## EXERCISE
Arrange every line of the material below as a JSON list of strings, one string per line, with blank lines dropped. Leave the pictures out.

>>>

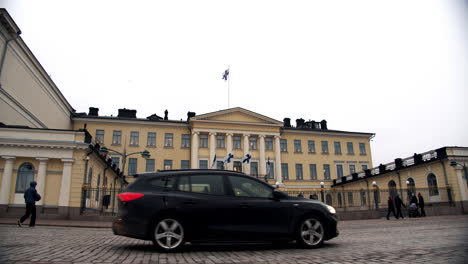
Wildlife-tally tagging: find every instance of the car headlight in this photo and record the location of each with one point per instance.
(331, 209)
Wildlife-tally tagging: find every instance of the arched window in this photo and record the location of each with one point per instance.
(328, 199)
(392, 189)
(25, 176)
(432, 184)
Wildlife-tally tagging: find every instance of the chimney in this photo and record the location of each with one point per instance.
(190, 115)
(127, 113)
(323, 124)
(299, 122)
(93, 111)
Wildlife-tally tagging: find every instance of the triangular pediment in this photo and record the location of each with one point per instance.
(237, 115)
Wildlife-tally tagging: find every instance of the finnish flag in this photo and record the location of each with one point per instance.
(246, 158)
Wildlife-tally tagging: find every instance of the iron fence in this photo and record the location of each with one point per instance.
(375, 198)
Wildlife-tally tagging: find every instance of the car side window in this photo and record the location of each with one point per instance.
(162, 182)
(208, 184)
(245, 187)
(184, 184)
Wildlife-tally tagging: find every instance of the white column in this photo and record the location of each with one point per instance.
(64, 197)
(278, 172)
(462, 184)
(194, 149)
(41, 178)
(246, 166)
(229, 149)
(212, 148)
(6, 180)
(262, 165)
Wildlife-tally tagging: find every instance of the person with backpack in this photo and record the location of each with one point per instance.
(30, 197)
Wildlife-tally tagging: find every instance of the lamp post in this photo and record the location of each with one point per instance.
(321, 191)
(144, 154)
(376, 195)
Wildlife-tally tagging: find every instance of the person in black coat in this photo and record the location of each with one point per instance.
(398, 204)
(391, 208)
(30, 197)
(421, 204)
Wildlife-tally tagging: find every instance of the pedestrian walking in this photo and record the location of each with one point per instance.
(30, 197)
(398, 204)
(421, 204)
(391, 208)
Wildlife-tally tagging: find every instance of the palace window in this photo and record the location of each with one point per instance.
(284, 145)
(268, 143)
(134, 138)
(25, 176)
(350, 148)
(284, 171)
(220, 141)
(432, 184)
(297, 146)
(185, 141)
(313, 171)
(204, 141)
(299, 174)
(99, 136)
(362, 148)
(326, 171)
(325, 147)
(237, 142)
(253, 143)
(168, 141)
(151, 139)
(337, 147)
(311, 146)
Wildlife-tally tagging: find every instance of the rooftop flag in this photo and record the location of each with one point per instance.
(226, 74)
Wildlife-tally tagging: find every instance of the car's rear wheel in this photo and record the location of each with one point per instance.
(168, 234)
(311, 232)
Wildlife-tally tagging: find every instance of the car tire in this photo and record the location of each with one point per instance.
(168, 234)
(310, 232)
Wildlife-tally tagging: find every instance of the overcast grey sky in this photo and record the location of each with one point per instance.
(394, 68)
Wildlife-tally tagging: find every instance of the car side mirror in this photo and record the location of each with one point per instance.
(277, 195)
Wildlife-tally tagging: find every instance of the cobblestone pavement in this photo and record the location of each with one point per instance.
(442, 239)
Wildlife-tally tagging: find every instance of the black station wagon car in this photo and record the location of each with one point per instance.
(178, 206)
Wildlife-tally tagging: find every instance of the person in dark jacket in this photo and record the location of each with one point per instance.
(421, 204)
(398, 204)
(30, 197)
(391, 208)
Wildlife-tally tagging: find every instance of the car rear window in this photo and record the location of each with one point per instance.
(163, 182)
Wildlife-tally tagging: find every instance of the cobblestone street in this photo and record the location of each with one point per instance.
(417, 240)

<<<

## COMPLETED EXERCISE
[
  "Wildlife-tally tagging: find every instance of the car headlight in this photo and record the location of each with one point per instance.",
  "(331, 209)",
  "Wildlife-tally tagging: find every instance of the arched window in this photo and record the location of each with one point per instance.",
  "(328, 199)",
  "(392, 189)",
  "(25, 176)",
  "(432, 184)",
  "Wildlife-tally tagging: find every instance of the chimney in this photo and record the location of each with one point per instance.",
  "(190, 115)",
  "(127, 113)",
  "(323, 124)",
  "(299, 122)",
  "(93, 111)",
  "Wildlife-tally tagging: find every instance of the triangular pediment in this photo and record the location of each with one point per instance.",
  "(237, 115)",
  "Wildlife-tally tagging: find every instance of the finnish flag in this photo and record the location of each with one point per instance.",
  "(246, 158)",
  "Wildlife-tally tagging: find every instance of the iron fence in this photo and record the location of each with one point per instance.",
  "(375, 198)",
  "Wildlife-tally tagging: find every instance of the car side window in this photo and record the location of each with one point per instance.",
  "(162, 182)",
  "(208, 184)",
  "(245, 187)",
  "(184, 184)",
  "Wildlife-tally tagging: find every instance of the white column in this photo and record the location of each with one point per instance.",
  "(64, 197)",
  "(278, 172)",
  "(462, 184)",
  "(194, 149)",
  "(41, 178)",
  "(246, 166)",
  "(229, 149)",
  "(212, 148)",
  "(6, 180)",
  "(262, 165)",
  "Wildlife-tally tagging: find every instance of the person with backpack in this photo and record the location of each with one point per instance.",
  "(30, 197)",
  "Wildlife-tally tagging: find every instance of the lamp post in this photo and record the location of each with one point per instance.",
  "(321, 191)",
  "(144, 154)",
  "(376, 195)",
  "Wildlife-tally tagging: find every instance of the person in black coat in this photo and record the location of each with one point per instance.",
  "(398, 204)",
  "(391, 208)",
  "(30, 197)",
  "(421, 204)",
  "Wildlife-tally tagging: find every instance of the pedestrian walking in this photo and record the location of each with one point per instance.",
  "(30, 197)",
  "(398, 204)",
  "(421, 204)",
  "(391, 208)",
  "Wildlife-tally tagging: find every instance of the palace window in this photo and record the location of each with one point per instance.",
  "(284, 145)",
  "(268, 143)",
  "(134, 138)",
  "(25, 176)",
  "(350, 148)",
  "(284, 171)",
  "(220, 141)",
  "(432, 184)",
  "(297, 146)",
  "(185, 141)",
  "(313, 171)",
  "(204, 141)",
  "(299, 174)",
  "(99, 136)",
  "(362, 148)",
  "(326, 171)",
  "(325, 147)",
  "(237, 142)",
  "(253, 143)",
  "(168, 141)",
  "(151, 139)",
  "(337, 147)",
  "(311, 146)",
  "Wildlife-tally tagging: find every instance of the rooftop flag in this photo and record the location of each with one point per instance.",
  "(226, 74)",
  "Wildlife-tally tagging: find every instance of the car's rear wheel in this photo and record the location of each with one point per instance.",
  "(168, 234)",
  "(311, 232)",
  "Wildlife-tally tagging: find every instance of the car tire in this photo and record the location of each with one point per instance.",
  "(168, 234)",
  "(310, 232)",
  "Wildlife-tally tagging: find every instance of the overcast grey sky in this photo and record the location of each with one point per instance.",
  "(394, 68)",
  "Wildlife-tally tagging: find every instance of the car side mirror in this photo and record the location of each with one point per instance.",
  "(277, 195)",
  "Wildlife-tally tagging: find every instance of the cobblestone pavement in this photo and record the location of each with one point per instance.",
  "(442, 239)",
  "Wildlife-tally tagging: find every instance of the black station wagon car in this photo and record the location of each with one point per instance.",
  "(178, 206)",
  "Wildlife-tally tagging: find every instance of the person in dark jacket in this photo and record the location of each with one point per instance.",
  "(421, 204)",
  "(398, 204)",
  "(30, 197)",
  "(391, 208)",
  "Wildlife-tally tagging: find every instance of the car rear window in this photo and record the location of each with one point per instance.",
  "(163, 182)",
  "Wildlife-tally tagging: find every instance of the cobblestone street in this photo and record the location of each with one point per instance.",
  "(417, 240)"
]